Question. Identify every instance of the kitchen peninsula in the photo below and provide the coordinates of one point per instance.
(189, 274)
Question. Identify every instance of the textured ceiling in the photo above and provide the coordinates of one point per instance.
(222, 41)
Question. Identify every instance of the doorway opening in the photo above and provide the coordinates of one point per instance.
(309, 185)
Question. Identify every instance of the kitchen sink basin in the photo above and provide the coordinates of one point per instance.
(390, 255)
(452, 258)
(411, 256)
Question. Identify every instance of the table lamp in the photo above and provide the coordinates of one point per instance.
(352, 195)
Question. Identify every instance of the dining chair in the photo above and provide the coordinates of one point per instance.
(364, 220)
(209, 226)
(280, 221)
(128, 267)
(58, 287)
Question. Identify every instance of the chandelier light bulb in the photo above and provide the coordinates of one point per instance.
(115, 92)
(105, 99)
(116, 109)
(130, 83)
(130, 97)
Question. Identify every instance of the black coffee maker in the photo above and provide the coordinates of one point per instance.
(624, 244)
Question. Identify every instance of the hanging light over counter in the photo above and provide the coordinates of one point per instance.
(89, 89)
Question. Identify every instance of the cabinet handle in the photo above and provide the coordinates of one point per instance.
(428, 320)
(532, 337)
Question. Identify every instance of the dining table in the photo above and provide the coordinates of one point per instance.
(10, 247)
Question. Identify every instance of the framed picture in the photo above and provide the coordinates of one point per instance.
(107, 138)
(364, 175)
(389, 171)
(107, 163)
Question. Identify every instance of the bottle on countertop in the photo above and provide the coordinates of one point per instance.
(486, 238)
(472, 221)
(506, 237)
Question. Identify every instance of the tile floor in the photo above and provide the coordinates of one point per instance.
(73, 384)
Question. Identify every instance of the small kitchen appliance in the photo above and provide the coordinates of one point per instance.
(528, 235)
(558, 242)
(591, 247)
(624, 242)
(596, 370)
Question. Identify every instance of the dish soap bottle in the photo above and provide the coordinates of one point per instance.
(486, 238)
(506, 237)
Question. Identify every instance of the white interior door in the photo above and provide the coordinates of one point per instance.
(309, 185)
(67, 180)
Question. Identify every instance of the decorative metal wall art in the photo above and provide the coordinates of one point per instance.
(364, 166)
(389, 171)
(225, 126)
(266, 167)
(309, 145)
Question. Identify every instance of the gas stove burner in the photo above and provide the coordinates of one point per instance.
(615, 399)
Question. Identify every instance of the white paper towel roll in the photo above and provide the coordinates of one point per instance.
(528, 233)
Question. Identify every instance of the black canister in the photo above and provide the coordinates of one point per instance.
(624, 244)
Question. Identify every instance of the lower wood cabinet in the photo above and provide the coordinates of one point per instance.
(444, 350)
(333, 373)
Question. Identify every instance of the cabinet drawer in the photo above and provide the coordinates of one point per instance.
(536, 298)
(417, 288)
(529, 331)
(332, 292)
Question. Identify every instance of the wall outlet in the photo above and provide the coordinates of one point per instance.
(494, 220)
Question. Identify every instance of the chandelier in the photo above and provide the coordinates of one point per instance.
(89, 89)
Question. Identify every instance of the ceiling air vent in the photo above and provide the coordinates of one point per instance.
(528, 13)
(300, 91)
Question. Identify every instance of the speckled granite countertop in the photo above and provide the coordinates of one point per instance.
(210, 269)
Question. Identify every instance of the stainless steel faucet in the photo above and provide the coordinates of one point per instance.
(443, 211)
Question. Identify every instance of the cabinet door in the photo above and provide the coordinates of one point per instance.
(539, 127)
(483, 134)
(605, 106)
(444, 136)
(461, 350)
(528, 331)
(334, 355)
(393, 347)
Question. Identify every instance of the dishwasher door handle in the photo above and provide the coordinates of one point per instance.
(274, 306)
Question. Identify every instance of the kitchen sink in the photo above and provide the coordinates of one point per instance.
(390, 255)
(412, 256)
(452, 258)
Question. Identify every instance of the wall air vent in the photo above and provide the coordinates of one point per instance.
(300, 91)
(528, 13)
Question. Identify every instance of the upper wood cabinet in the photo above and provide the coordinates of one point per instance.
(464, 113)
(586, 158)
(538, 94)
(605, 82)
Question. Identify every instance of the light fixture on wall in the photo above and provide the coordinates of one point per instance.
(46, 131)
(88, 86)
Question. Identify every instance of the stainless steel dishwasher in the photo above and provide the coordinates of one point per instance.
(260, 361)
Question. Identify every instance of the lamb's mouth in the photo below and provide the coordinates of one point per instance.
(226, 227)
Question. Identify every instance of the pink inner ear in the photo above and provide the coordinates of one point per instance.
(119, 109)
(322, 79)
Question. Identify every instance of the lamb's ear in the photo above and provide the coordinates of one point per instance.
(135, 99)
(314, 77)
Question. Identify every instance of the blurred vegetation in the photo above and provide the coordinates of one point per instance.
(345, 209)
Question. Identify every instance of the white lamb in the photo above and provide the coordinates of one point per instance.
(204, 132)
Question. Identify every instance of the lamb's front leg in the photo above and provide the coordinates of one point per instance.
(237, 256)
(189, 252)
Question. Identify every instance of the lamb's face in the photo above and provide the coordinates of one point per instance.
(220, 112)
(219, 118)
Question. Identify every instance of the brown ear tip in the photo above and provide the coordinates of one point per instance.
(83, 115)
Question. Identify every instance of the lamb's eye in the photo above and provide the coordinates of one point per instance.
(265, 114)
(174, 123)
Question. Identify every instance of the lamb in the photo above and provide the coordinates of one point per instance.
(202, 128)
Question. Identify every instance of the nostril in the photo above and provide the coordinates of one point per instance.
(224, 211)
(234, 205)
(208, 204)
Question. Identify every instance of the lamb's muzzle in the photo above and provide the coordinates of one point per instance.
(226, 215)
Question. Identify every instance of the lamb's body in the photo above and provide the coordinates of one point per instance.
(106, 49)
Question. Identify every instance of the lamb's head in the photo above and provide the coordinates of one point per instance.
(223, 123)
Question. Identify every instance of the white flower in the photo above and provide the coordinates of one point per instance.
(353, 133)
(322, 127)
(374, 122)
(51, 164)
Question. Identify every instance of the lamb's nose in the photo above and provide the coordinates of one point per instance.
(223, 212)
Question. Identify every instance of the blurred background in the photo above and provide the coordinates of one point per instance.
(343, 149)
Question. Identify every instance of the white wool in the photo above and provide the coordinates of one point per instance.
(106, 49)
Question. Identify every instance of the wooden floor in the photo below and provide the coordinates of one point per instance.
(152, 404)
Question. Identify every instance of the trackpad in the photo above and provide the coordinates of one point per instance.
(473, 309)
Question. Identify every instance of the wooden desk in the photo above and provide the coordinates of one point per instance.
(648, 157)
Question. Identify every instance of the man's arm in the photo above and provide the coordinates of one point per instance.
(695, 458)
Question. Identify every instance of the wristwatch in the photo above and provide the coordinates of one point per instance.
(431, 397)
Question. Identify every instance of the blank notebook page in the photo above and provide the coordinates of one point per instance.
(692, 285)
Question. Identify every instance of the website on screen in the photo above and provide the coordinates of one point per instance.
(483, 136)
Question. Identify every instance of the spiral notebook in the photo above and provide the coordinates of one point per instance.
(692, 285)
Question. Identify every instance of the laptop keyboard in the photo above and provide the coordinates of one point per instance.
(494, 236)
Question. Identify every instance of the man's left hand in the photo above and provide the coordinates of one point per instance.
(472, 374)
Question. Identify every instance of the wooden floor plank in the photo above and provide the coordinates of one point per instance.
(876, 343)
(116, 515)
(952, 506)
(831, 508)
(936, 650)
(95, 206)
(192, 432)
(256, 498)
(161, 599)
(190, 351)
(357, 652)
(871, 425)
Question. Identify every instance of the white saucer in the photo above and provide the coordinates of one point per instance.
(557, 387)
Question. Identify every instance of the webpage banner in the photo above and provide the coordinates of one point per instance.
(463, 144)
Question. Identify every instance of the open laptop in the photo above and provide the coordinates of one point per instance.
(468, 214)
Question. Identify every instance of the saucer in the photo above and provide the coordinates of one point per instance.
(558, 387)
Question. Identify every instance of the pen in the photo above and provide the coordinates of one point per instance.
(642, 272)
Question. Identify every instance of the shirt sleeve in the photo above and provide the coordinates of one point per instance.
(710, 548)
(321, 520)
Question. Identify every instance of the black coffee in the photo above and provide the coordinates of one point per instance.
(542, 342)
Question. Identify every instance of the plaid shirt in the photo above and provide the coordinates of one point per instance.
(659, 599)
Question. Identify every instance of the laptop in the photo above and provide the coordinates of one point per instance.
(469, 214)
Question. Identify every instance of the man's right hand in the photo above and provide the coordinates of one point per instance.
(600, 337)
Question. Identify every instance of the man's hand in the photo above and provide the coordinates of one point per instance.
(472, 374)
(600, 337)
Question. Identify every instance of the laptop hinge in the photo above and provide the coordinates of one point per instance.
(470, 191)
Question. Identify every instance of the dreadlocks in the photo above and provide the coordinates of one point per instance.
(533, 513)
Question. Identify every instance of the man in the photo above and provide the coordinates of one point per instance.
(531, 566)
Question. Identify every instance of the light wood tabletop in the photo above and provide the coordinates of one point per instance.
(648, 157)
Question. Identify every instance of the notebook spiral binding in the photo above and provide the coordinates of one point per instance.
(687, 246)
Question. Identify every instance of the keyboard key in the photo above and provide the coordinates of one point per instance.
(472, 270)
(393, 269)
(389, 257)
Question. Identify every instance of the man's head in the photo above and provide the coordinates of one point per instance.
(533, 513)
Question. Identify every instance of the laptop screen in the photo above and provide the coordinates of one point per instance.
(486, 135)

******

- _Exercise goal_
The answer should hold the lines from the one containing "Question. Identify every instance of the laptop screen" through the end of the entries above, set down exactly, with both ends included.

- _Task solution_
Question. Identify every instance of the laptop screen in the photo above and provide the coordinates of one point per instance.
(486, 135)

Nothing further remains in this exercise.